• Problem to work on:
Reproduce verbatim the lines of the data from the line containing "Target: paved road" through the final line of the data, including both of these lines.

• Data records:
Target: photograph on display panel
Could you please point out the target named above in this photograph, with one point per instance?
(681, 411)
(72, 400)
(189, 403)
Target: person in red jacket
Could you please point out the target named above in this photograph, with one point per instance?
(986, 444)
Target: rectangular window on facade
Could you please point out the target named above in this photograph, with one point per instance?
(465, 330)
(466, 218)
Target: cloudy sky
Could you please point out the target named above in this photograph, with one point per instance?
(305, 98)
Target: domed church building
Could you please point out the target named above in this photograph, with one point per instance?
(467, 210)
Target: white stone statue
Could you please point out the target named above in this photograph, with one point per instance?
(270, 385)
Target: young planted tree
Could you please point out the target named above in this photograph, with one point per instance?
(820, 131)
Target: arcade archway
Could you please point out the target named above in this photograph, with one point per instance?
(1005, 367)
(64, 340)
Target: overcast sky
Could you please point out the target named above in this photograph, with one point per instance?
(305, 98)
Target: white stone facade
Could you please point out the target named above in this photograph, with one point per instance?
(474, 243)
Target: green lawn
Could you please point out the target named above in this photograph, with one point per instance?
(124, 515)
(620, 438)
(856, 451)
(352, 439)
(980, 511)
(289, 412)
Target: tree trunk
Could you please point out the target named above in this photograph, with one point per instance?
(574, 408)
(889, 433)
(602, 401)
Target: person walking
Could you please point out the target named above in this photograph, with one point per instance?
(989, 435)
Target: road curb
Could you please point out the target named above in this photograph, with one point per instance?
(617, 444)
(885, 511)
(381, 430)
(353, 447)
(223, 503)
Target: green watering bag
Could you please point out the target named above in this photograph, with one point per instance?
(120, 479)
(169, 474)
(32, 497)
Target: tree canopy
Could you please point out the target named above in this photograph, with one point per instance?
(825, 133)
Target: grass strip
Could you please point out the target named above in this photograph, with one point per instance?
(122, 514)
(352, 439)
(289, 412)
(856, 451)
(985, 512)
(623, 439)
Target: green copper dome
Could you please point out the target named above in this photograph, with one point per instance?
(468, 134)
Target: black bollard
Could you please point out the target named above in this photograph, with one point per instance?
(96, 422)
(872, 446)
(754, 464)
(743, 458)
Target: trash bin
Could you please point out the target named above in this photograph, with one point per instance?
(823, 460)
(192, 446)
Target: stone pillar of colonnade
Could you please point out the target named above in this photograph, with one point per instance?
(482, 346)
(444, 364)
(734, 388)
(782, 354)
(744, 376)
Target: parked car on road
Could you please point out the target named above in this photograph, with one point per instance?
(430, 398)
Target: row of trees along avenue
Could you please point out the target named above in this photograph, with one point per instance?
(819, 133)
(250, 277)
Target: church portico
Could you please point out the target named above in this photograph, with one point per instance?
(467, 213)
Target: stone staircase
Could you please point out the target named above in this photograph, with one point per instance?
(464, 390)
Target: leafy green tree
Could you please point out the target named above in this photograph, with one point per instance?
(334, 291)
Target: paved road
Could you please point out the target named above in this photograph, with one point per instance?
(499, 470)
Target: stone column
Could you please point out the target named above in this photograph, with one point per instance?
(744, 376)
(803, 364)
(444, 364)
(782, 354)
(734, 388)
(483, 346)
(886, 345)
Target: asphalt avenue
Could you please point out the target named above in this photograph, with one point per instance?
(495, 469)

• Finished answer:
Target: paved road
Could you please point out the target named above in this photograph, with one point per instance?
(499, 470)
Target: stone column
Could you please point out the target named above in this photograph, with one point per instance?
(744, 376)
(803, 364)
(444, 364)
(782, 354)
(734, 388)
(483, 346)
(886, 345)
Target: asphalt avenue
Could you please point out the target named above in this photograph, with one point per instance?
(495, 469)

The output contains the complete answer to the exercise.